▸ **DATA EXCERPTS**
※ ※ ※

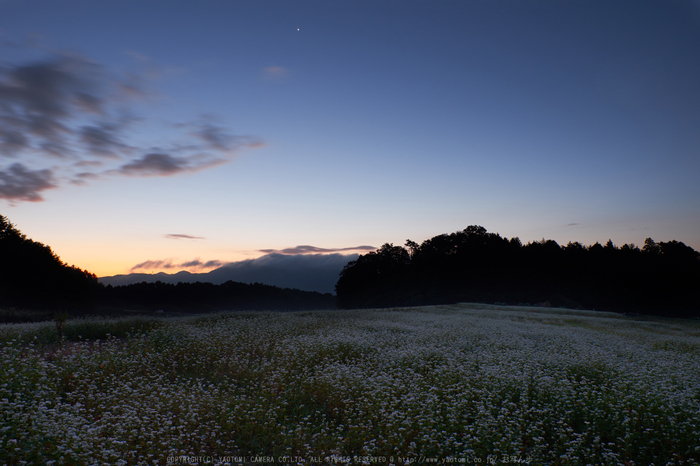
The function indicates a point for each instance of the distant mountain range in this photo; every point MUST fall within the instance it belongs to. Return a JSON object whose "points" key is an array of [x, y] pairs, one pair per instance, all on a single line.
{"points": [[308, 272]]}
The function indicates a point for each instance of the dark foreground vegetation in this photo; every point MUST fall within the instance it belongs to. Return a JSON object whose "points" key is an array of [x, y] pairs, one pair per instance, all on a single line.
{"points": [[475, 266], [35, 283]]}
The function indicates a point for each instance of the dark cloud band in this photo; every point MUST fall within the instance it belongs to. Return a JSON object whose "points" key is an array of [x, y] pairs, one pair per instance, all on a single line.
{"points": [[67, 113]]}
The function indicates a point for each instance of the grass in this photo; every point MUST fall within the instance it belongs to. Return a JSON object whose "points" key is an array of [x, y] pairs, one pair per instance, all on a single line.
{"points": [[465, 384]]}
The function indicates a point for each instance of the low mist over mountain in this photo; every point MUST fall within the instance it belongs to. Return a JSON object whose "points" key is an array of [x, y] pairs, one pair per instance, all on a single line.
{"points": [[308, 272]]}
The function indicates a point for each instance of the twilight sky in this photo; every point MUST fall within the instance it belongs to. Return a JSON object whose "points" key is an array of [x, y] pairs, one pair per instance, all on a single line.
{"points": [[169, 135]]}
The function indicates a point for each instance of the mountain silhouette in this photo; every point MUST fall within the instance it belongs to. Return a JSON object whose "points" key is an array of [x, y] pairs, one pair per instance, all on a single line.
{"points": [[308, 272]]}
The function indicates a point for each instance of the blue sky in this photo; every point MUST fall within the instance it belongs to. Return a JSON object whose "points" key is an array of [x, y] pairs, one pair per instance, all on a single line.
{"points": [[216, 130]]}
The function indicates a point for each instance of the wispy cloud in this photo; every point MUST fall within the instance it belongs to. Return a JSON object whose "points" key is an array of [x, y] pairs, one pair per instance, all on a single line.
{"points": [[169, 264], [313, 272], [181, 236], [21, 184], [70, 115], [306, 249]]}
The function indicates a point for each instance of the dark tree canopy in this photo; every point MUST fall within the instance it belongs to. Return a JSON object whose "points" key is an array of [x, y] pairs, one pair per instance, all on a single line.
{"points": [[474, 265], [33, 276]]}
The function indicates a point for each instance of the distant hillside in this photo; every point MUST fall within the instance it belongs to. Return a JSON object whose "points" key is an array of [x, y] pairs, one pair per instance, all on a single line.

※ ※ ※

▸ **REQUIRED ACTION**
Your response must reproduce every line of the data exactly, with images omitted.

▸ **RESPONSE TO THE EXERCISE**
The function indicates a point for each instance of the distant mountain range in this photo; every point MUST fall within the instance it belongs to. Return a JSON object whose "points" key is an array of [x, y] pairs, one pair per instance, all on a single line.
{"points": [[308, 272]]}
The function indicates a point for each instance of the dark foreground vegetation in this photo; every point MUST fall within the instance it belongs to. Return a JSON object whose "points" key is an array of [x, y] pairs, one pair per instance, all on a single line.
{"points": [[475, 266], [35, 283]]}
The function indicates a point for each instance of the dark cloud band in this photo; every point MUST fall within the instance it belongs to. Return a JSON object whose "points" key is an array of [x, y] pairs, one pair per instance, all on a single line.
{"points": [[67, 113]]}
The function indicates a point for each instance of the grass in this photo; every point MUST fall within the instance it belongs to. Return a JSON object whose "points" key is an array of [x, y] pairs, one pair per instance, all on a single line.
{"points": [[465, 384]]}
The function indicates a point for each instance of the low mist over mountain in this photo; every point MUST fall within the instance it belongs to. Return a JSON object whose "points" key is an array of [x, y] pairs, one pair per instance, all on a single line.
{"points": [[308, 272]]}
The function indicates a point for each instance of the twilight sky in this photo; every point MUST fall within the instance it belongs to. Return a JSON object whose "points" key is an array of [x, y] pairs, one pair per instance, all on a single line.
{"points": [[169, 135]]}
The function indicates a point for each instance of the mountain silhouette in this photo; every point MUST fall within the instance it belongs to. Return a JSON object whose "points" key is an array of [x, y] pairs, one pair per instance, all on a single line.
{"points": [[308, 272]]}
The function indicates a point for each instance of the blue sky in this photo; every point MUST fall within the instance it belongs to. Return a JSON object whose "points" key is an array of [x, y] pairs, one pair per instance, all on a single line.
{"points": [[216, 130]]}
The function indicates a point for each instance of the wispy cloud in this photo; every point MUST fall within the instance it belongs to. Return a JSON object whose "points" key is an array of [x, y] pairs, one pair per instance, all on a single line.
{"points": [[169, 264], [313, 272], [181, 236], [21, 184], [70, 115], [306, 249]]}
The function indicates a point for each instance of the dark tree canopy in this photo; every point MUST fall within the instance it belongs to. Return a JSON object whose "points" key is an array of [x, y] pairs, one pair per instance, all on a single line.
{"points": [[474, 265], [33, 276]]}
The function indicates a point for each instance of the distant hillside in this photo; every point MUST fall within the instance it belongs to. Return a JSON object whose "points" key is an array of [x, y] pairs, one pair per instance, all on a single line.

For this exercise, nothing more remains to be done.